#### DATA SUPPLIED ####
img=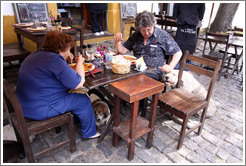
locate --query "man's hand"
[159,65,173,73]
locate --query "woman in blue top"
[17,31,100,138]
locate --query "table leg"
[17,34,23,48]
[128,101,139,160]
[146,94,159,149]
[97,115,113,144]
[113,95,121,147]
[229,51,243,78]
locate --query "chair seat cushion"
[159,88,207,114]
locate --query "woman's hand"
[159,64,173,73]
[114,33,123,42]
[75,54,85,64]
[67,52,74,63]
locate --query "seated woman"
[17,31,100,138]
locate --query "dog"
[90,93,111,127]
[163,69,216,118]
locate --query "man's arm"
[114,33,128,54]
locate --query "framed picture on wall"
[13,3,49,23]
[120,3,137,20]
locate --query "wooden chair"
[202,32,230,81]
[220,27,243,77]
[159,51,221,149]
[3,79,76,162]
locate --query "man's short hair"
[135,10,156,30]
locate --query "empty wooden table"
[109,75,164,160]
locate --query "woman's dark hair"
[42,31,74,53]
[135,10,156,30]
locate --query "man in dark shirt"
[114,11,182,81]
[173,3,205,68]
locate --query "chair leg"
[140,98,148,117]
[177,116,188,150]
[197,107,208,135]
[218,56,225,81]
[68,115,76,153]
[13,125,36,163]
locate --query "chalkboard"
[120,3,137,20]
[13,3,48,23]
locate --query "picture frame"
[13,3,49,24]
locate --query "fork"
[84,65,95,77]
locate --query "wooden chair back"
[3,79,76,162]
[202,32,229,55]
[202,32,230,81]
[177,50,221,101]
[159,51,221,149]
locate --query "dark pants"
[91,13,103,33]
[139,69,164,111]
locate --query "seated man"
[114,11,182,109]
[114,11,182,81]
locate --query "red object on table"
[85,67,102,76]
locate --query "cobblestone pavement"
[4,38,245,165]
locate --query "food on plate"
[62,26,71,29]
[123,55,137,62]
[16,23,34,27]
[27,27,46,31]
[111,55,131,74]
[69,63,95,72]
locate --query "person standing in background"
[88,3,106,36]
[173,3,205,69]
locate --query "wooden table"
[109,75,164,160]
[228,34,243,78]
[12,24,78,55]
[84,59,155,143]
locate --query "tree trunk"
[210,3,239,32]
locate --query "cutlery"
[84,65,95,77]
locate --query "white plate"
[69,63,95,73]
[27,27,46,31]
[16,23,34,27]
[122,55,137,62]
[62,26,71,29]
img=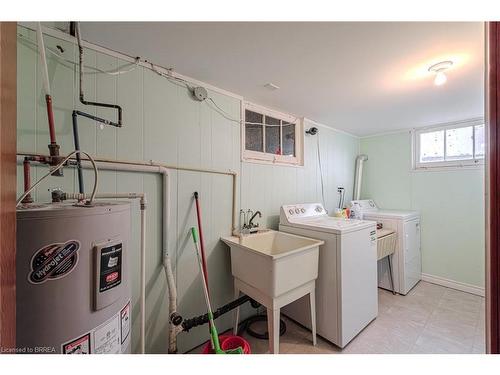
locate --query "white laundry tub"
[222,230,324,298]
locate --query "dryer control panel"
[280,203,327,224]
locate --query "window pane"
[266,116,281,155]
[446,126,473,160]
[282,122,295,156]
[474,125,484,159]
[245,110,264,152]
[420,130,444,163]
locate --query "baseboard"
[422,273,484,297]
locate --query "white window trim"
[411,118,486,171]
[241,101,304,167]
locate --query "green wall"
[18,27,359,353]
[360,131,485,287]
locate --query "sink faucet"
[248,211,262,232]
[240,209,262,235]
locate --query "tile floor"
[198,282,485,354]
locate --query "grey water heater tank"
[16,202,132,354]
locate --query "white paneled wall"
[18,27,359,353]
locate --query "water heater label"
[28,240,80,284]
[63,333,90,354]
[99,243,122,293]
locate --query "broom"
[191,227,243,354]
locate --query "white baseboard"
[422,273,484,297]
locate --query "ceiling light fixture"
[264,82,280,91]
[429,60,453,86]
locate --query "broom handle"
[191,227,220,352]
[194,191,210,295]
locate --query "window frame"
[241,101,304,167]
[411,118,486,170]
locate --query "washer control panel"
[280,203,327,223]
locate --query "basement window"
[241,103,304,165]
[413,120,485,169]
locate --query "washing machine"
[279,203,378,348]
[351,199,422,295]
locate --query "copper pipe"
[45,95,57,144]
[17,151,238,235]
[22,157,33,203]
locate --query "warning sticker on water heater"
[93,314,121,354]
[99,243,122,293]
[63,333,90,354]
[28,240,80,284]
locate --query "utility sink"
[222,230,324,298]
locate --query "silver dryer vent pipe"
[352,154,368,200]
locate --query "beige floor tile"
[412,328,472,354]
[187,282,485,354]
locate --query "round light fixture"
[429,60,453,86]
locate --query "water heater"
[16,201,132,354]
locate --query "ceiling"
[81,22,484,136]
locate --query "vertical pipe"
[194,191,210,294]
[72,111,85,194]
[45,94,57,145]
[140,198,146,354]
[352,154,368,200]
[22,158,33,203]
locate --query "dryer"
[279,203,378,348]
[351,199,422,295]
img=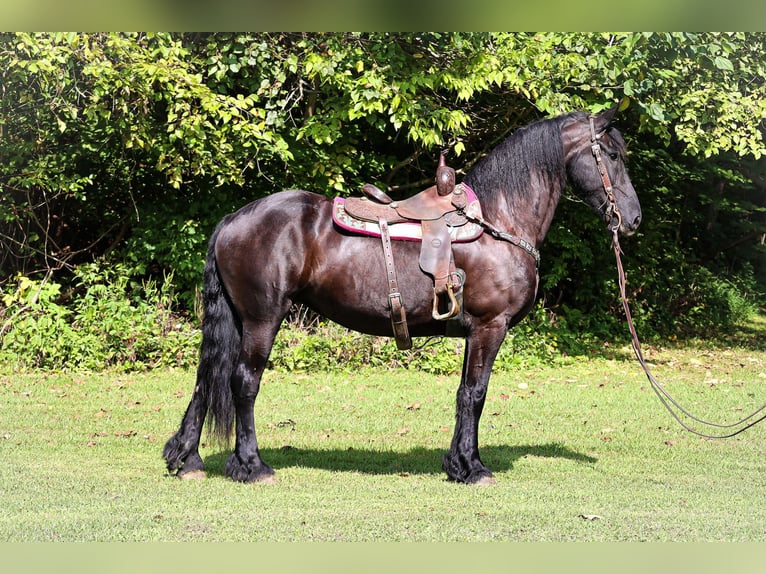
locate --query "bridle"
[588,116,622,231]
[590,116,766,439]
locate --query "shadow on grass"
[205,443,597,482]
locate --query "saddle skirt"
[332,183,484,243]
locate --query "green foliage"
[0,32,766,371]
[0,265,199,370]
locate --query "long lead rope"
[612,230,766,439]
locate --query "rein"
[590,116,766,439]
[612,227,766,438]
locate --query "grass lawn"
[0,340,766,542]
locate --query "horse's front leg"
[442,322,506,484]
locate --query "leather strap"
[378,218,412,351]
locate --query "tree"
[0,32,766,342]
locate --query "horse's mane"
[463,112,586,218]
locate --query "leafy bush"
[0,264,199,370]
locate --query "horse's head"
[561,106,641,235]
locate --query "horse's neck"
[491,181,563,247]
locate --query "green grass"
[0,342,766,542]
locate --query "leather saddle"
[333,154,483,349]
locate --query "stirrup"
[431,283,460,321]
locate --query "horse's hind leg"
[226,319,281,482]
[162,388,207,479]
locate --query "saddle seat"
[333,154,484,349]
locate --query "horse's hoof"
[252,474,279,484]
[176,468,207,480]
[473,476,497,486]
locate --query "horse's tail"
[195,222,242,442]
[162,225,242,472]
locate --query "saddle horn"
[436,150,455,196]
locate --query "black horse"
[163,107,641,483]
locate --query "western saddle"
[333,153,483,349]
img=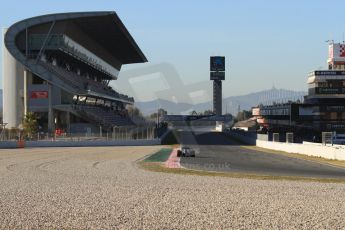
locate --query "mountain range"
[135,87,307,115]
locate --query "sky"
[0,0,345,103]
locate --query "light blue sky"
[0,0,345,101]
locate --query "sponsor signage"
[210,56,225,71]
[30,91,48,99]
[326,105,345,112]
[210,72,225,81]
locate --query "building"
[3,12,147,132]
[252,43,345,136]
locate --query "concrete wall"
[256,140,345,160]
[0,139,161,149]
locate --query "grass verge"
[138,161,345,183]
[143,148,172,162]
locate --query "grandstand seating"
[73,105,134,129]
[40,61,134,102]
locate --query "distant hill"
[135,88,307,115]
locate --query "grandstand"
[3,12,147,132]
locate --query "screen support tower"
[210,56,225,116]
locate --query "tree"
[127,106,143,117]
[236,110,252,121]
[23,112,38,138]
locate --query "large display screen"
[210,56,225,71]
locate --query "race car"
[177,146,195,157]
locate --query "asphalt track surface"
[179,131,345,179]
####
Locate every row above that contains the string "baseboard" and copy each of those rows in full. The match is case-sensitive.

locate --query "baseboard"
locate --query "white baseboard"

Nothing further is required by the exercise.